Excerpt from a dataset
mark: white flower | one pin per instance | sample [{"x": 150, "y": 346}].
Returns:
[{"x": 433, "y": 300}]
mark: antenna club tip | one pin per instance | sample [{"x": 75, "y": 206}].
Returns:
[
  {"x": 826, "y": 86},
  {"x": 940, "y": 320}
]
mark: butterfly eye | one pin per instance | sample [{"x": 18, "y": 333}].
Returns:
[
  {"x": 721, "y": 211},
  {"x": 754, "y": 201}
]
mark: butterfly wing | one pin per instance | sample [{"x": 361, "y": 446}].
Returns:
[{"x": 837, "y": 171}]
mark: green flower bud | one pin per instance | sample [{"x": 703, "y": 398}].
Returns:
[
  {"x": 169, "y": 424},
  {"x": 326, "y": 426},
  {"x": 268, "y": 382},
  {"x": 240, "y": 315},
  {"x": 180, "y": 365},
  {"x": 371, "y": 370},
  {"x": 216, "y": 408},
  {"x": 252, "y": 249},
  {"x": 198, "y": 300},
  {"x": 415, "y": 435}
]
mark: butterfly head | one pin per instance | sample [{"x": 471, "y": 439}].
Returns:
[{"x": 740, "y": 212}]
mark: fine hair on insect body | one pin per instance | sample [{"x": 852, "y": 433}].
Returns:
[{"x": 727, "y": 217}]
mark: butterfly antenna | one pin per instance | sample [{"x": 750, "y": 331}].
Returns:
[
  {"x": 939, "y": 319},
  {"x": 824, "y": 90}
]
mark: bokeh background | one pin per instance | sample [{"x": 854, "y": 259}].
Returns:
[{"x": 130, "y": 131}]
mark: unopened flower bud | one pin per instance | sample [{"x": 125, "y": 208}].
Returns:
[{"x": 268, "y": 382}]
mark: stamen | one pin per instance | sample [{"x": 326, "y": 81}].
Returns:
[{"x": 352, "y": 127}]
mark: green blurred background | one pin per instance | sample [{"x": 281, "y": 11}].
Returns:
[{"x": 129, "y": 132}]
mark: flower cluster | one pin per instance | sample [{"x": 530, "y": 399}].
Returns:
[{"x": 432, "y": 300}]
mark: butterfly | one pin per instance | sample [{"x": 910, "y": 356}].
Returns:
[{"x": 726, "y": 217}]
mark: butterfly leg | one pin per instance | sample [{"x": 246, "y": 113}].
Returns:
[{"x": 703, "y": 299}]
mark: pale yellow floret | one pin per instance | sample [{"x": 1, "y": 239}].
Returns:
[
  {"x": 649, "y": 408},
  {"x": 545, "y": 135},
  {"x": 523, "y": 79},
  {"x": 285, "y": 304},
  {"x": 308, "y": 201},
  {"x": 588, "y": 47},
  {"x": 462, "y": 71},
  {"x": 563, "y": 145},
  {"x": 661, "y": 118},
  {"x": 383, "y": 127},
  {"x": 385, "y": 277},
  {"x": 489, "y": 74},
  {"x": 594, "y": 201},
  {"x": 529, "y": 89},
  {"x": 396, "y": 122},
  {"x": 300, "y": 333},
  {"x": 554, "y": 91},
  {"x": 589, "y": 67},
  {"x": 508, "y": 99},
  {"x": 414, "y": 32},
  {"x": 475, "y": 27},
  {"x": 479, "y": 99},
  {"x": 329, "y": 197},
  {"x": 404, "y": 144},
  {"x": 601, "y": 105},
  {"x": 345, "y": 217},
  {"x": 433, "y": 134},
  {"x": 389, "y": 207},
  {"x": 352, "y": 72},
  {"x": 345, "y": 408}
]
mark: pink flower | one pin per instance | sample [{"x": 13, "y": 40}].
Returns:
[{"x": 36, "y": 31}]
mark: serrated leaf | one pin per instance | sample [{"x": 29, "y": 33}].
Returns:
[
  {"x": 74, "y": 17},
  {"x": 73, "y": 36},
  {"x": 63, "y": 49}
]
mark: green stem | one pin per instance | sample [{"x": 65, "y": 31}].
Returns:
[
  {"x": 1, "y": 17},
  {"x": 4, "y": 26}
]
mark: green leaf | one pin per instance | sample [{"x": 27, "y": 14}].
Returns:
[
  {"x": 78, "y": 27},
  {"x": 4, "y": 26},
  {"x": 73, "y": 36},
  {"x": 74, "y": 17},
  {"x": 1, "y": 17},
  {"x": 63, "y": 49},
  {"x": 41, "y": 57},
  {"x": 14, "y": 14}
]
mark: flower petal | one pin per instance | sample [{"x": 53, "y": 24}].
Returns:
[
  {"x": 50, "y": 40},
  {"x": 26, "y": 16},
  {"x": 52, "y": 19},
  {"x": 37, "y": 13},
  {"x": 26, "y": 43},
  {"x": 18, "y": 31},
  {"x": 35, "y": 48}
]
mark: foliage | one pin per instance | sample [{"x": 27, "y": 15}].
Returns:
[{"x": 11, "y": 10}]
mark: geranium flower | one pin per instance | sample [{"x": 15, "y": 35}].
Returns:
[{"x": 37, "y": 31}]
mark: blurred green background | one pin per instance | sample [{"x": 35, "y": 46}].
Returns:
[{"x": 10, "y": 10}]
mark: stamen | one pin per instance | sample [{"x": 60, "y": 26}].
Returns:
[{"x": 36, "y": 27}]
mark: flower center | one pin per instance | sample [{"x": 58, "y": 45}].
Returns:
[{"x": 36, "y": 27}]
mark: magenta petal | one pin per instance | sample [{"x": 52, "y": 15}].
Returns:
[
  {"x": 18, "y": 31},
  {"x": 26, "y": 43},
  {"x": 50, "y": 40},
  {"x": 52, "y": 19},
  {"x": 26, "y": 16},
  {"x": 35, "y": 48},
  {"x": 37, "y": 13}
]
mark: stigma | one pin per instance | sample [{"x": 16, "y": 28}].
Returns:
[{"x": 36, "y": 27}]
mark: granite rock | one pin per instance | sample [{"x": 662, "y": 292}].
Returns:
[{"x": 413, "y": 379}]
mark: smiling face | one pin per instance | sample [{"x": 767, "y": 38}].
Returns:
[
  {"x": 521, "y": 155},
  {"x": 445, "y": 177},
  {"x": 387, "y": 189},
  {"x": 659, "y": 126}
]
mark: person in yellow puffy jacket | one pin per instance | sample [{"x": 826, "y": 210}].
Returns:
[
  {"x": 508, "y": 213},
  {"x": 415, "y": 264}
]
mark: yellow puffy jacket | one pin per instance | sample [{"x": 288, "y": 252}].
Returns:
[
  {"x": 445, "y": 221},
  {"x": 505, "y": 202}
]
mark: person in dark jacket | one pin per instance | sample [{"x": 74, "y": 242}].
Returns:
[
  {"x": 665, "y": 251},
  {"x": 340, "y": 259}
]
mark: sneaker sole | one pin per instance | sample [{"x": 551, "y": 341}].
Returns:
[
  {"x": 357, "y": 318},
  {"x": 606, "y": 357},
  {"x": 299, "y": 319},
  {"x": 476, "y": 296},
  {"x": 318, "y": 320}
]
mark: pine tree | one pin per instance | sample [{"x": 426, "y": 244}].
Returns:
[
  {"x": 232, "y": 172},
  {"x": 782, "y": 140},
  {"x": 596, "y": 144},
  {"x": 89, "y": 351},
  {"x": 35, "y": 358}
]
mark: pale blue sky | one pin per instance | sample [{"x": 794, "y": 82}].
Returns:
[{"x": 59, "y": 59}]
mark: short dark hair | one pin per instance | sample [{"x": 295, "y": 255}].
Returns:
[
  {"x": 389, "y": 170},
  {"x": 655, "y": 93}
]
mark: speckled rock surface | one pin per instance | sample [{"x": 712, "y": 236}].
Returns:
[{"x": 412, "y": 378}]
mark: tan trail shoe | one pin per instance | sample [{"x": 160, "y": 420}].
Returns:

■ **Set exercise**:
Write the complete data out, exactly as above.

■ **Worked solution**:
mark: white flower | one pin per instance | sample [{"x": 150, "y": 346}].
Returns:
[{"x": 433, "y": 300}]
mark: antenna club tip | one pin per instance | sample [{"x": 75, "y": 206}].
Returns:
[
  {"x": 826, "y": 86},
  {"x": 940, "y": 320}
]
mark: butterfly eye | one pin per instance | sample [{"x": 18, "y": 333}].
Returns:
[
  {"x": 721, "y": 211},
  {"x": 754, "y": 201}
]
mark: butterfly wing | one pin per instance | sample [{"x": 361, "y": 446}].
Returns:
[{"x": 837, "y": 171}]
mark: green flower bud | one pin per instance | sample [{"x": 703, "y": 398}].
Returns:
[
  {"x": 169, "y": 424},
  {"x": 326, "y": 426},
  {"x": 268, "y": 382},
  {"x": 240, "y": 315},
  {"x": 180, "y": 365},
  {"x": 371, "y": 370},
  {"x": 216, "y": 408},
  {"x": 252, "y": 249},
  {"x": 198, "y": 300},
  {"x": 415, "y": 435}
]
mark: butterfly head | one pin per instance | sample [{"x": 471, "y": 439}].
Returns:
[{"x": 740, "y": 212}]
mark: fine hair on insect body | one pin per instance | sample [{"x": 852, "y": 433}].
Returns:
[{"x": 727, "y": 217}]
mark: butterfly antenna | one pin per instance | sample [{"x": 750, "y": 331}].
Returns:
[
  {"x": 939, "y": 319},
  {"x": 824, "y": 90}
]
mark: bokeh background | one pin per instance | sample [{"x": 854, "y": 259}].
Returns:
[{"x": 130, "y": 131}]
mark: unopened flower bud | one pin per instance | sample [{"x": 125, "y": 208}].
Returns:
[{"x": 268, "y": 382}]
mark: stamen | one pin per instance | sample [{"x": 326, "y": 81}].
Returns:
[{"x": 352, "y": 127}]
mark: green blurred background | one pin per instance | sample [{"x": 281, "y": 11}].
Returns:
[{"x": 129, "y": 132}]
mark: flower cluster | one pin per instance | sample [{"x": 530, "y": 399}].
Returns:
[{"x": 432, "y": 300}]
mark: butterfly | one pin per instance | sample [{"x": 910, "y": 356}].
Returns:
[{"x": 726, "y": 217}]
mark: butterfly leg | one pin per instance | sample [{"x": 246, "y": 113}].
Returns:
[{"x": 703, "y": 299}]
mark: pale yellow floret | one pin per instance | sample [{"x": 1, "y": 239}].
Returns:
[
  {"x": 649, "y": 408},
  {"x": 545, "y": 135},
  {"x": 523, "y": 79},
  {"x": 285, "y": 304},
  {"x": 308, "y": 201},
  {"x": 588, "y": 47},
  {"x": 462, "y": 71},
  {"x": 563, "y": 145},
  {"x": 661, "y": 118},
  {"x": 383, "y": 127},
  {"x": 385, "y": 277},
  {"x": 489, "y": 74},
  {"x": 594, "y": 201},
  {"x": 529, "y": 89},
  {"x": 396, "y": 122},
  {"x": 300, "y": 333},
  {"x": 554, "y": 91},
  {"x": 589, "y": 67},
  {"x": 508, "y": 99},
  {"x": 414, "y": 32},
  {"x": 475, "y": 27},
  {"x": 479, "y": 99},
  {"x": 329, "y": 197},
  {"x": 404, "y": 144},
  {"x": 601, "y": 105},
  {"x": 345, "y": 217},
  {"x": 433, "y": 134},
  {"x": 389, "y": 207},
  {"x": 352, "y": 72},
  {"x": 345, "y": 408}
]
mark: pink flower | one pin per instance | sample [{"x": 13, "y": 40}].
Returns:
[{"x": 36, "y": 31}]
mark: serrated leaf | one pin per instance | sample [{"x": 29, "y": 33}].
Returns:
[
  {"x": 74, "y": 17},
  {"x": 73, "y": 36},
  {"x": 63, "y": 49}
]
mark: green stem | one pin per instance | sample [{"x": 65, "y": 31}].
Returns:
[
  {"x": 1, "y": 17},
  {"x": 4, "y": 26}
]
mark: green leaf | one pin per instance | sample [{"x": 27, "y": 14}].
Returns:
[
  {"x": 78, "y": 27},
  {"x": 4, "y": 26},
  {"x": 73, "y": 36},
  {"x": 74, "y": 17},
  {"x": 1, "y": 17},
  {"x": 63, "y": 49},
  {"x": 41, "y": 57},
  {"x": 14, "y": 14}
]
mark: flower petal | one pin per instance | sample [{"x": 53, "y": 24}].
Returns:
[
  {"x": 50, "y": 40},
  {"x": 26, "y": 16},
  {"x": 52, "y": 19},
  {"x": 37, "y": 13},
  {"x": 26, "y": 43},
  {"x": 18, "y": 31},
  {"x": 35, "y": 48}
]
mark: foliage | one pin per instance | sample [{"x": 27, "y": 15}].
Returns:
[{"x": 11, "y": 10}]
mark: geranium flower | one pin per instance | sample [{"x": 15, "y": 35}].
Returns:
[{"x": 37, "y": 31}]
mark: blurred green background | one pin per instance | sample [{"x": 35, "y": 46}].
Returns:
[{"x": 10, "y": 10}]
mark: stamen | one pin per instance | sample [{"x": 60, "y": 26}].
Returns:
[{"x": 36, "y": 27}]
mark: flower center | one pin per instance | sample [{"x": 58, "y": 45}].
Returns:
[{"x": 36, "y": 27}]
mark: magenta petal | one pin per instance | sample [{"x": 52, "y": 15}].
Returns:
[
  {"x": 18, "y": 31},
  {"x": 26, "y": 43},
  {"x": 50, "y": 40},
  {"x": 52, "y": 19},
  {"x": 26, "y": 16},
  {"x": 35, "y": 48},
  {"x": 37, "y": 13}
]
mark: stigma | one pin per instance | sample [{"x": 16, "y": 28}].
Returns:
[{"x": 36, "y": 27}]
mark: granite rock | one pin per instance | sample [{"x": 662, "y": 292}].
Returns:
[{"x": 413, "y": 379}]
mark: smiling face | one pin per instance | sample [{"x": 767, "y": 38}].
Returns:
[
  {"x": 521, "y": 155},
  {"x": 445, "y": 177},
  {"x": 387, "y": 189},
  {"x": 659, "y": 126}
]
mark: person in yellow puffy jacket | one pin per instance | sample [{"x": 826, "y": 210}].
Returns:
[
  {"x": 508, "y": 213},
  {"x": 415, "y": 264}
]
mark: yellow puffy jacket | one pin per instance | sample [{"x": 288, "y": 252}].
Returns:
[
  {"x": 445, "y": 221},
  {"x": 505, "y": 202}
]
mark: person in dark jacket | one pin per instance | sample [{"x": 74, "y": 242}].
Returns:
[
  {"x": 665, "y": 251},
  {"x": 340, "y": 259}
]
mark: sneaker sole | one pin per instance | sample [{"x": 551, "y": 341}].
Returns:
[
  {"x": 357, "y": 318},
  {"x": 606, "y": 357},
  {"x": 299, "y": 319},
  {"x": 476, "y": 296},
  {"x": 318, "y": 320}
]
mark: pine tree | one pin per instance | sample [{"x": 426, "y": 244}].
Returns:
[
  {"x": 232, "y": 172},
  {"x": 782, "y": 140},
  {"x": 596, "y": 144},
  {"x": 89, "y": 351},
  {"x": 35, "y": 358}
]
mark: pale blue sky | one pin per instance | sample [{"x": 794, "y": 82}].
Returns:
[{"x": 59, "y": 59}]
mark: short dark hair | one pin per instance | sample [{"x": 295, "y": 255}].
Returns:
[
  {"x": 389, "y": 170},
  {"x": 655, "y": 93}
]
mark: speckled rock surface | one pin per instance | sample [{"x": 712, "y": 236}].
Returns:
[{"x": 412, "y": 378}]
mark: tan trail shoe | one pin per instance | sample [{"x": 160, "y": 420}].
Returns:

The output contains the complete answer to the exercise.